***** PAGE EXTRACT *****

Taylor *Who*?: sure, he may be (along with shock new US Champ Ben King) the future of American cycling, but if his name's not Lance Armstrong, Lance "Why the !@#$ Should I Fake Like I Care if I'm Not Even Riding Anymore?" Armstrong's predictably uninterested: hot in the middle of discussing Taylor's contract situation (and the squad's future, which prospects might be improved with the building of an actual, y'know, team of riders) with Team RadioSkank, Lance gets a call from a future Senator subordinate and hocks Taylor Phinney like a stale day-old tobacco-juice lougie square in the middle of the phone call. Classy! Needless to say, the boy's decided to ride for BMC, which just goes to show that George Hincapie has not only managed to be a genuine star in his own right despite being inhaled by the enormous galaxy-sucking black hole that is Lance's ego, but has still maintained enough of an awareness of and interest in the world outside himself to actually mentor a stellar and deserving young talent. So now that imminent-President Lance is apparently already the point-man on US policy with North Korea, anyone else guessing who's the front-runner for the 2010 Racejunkie Wanker of the Year Awa--um, Nobel Peace Prize?
The Man of Steel is a Wussy: ah, "Jens Voigt." Have any two words ever struck such fear into a helpless breakaway, simpering stage-win wannabe, or simply any cyclist who might have the gross misfortune to get insta-burned-to-a-cinder by the blazing rocket fuel blasting from the legs of a passing Jens? Nope, which is why it's so delightful to report that this frustrating, glorious cesspool of a sporting endeavor is being graced--and destroyed--by Jens' holy presence for one more year. Every stomp on his pedals is a gift to cycling's beautiful history; every "!@#$" from his lips is a revelation. Complete, bad-!@# perfection, thy name is Jens Voigt!

***** DATA LINES *****

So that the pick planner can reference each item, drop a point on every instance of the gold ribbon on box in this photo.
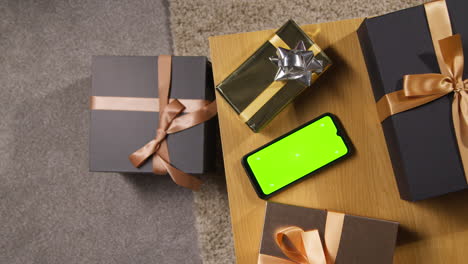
(275, 86)
(419, 89)
(306, 247)
(174, 115)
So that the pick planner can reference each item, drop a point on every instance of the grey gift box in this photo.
(114, 135)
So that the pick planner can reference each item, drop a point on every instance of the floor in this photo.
(53, 210)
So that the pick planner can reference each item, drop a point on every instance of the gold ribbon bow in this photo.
(174, 116)
(171, 121)
(305, 247)
(419, 89)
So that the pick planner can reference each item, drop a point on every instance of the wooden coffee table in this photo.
(433, 231)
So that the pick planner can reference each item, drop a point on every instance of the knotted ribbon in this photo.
(171, 120)
(419, 89)
(306, 247)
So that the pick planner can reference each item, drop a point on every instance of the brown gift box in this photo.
(363, 240)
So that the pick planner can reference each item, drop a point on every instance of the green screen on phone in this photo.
(297, 155)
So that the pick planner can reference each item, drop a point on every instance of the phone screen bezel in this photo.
(340, 131)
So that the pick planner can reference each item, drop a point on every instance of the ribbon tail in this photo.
(192, 119)
(315, 251)
(460, 123)
(179, 177)
(267, 259)
(138, 157)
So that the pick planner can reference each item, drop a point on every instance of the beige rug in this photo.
(192, 22)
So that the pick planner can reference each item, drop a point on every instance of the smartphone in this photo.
(297, 154)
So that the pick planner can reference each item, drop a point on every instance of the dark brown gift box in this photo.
(421, 141)
(114, 135)
(363, 240)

*****

* PROBLEMS TO SOLVE:
1 - Transcribe the cycling commentary, starting at "The Man of Steel" and ending at "is Jens Voigt!".
2 - List every person whose first and last name both appear in the cycling commentary.
3 - According to the cycling commentary, which team has Taylor Phinney decided to ride for?

* SOLUTION LIST:
1 -
The Man of Steel is a Wussy: ah, "Jens Voigt." Have any two words ever struck such fear into a helpless breakaway, simpering stage-win wannabe, or simply any cyclist who might have the gross misfortune to get insta-burned-to-a-cinder by the blazing rocket fuel blasting from the legs of a passing Jens? Nope, which is why it's so delightful to report that this frustrating, glorious cesspool of a sporting endeavor is being graced--and destroyed--by Jens' holy presence for one more year. Every stomp on his pedals is a gift to cycling's beautiful history; every "!@#$" from his lips is a revelation. Complete, bad-!@# perfection, thy name is Jens Voigt!

2 -
Ben King
Lance Armstrong
Taylor Phinney
George Hincapie
Jens Voigt

3 - BMC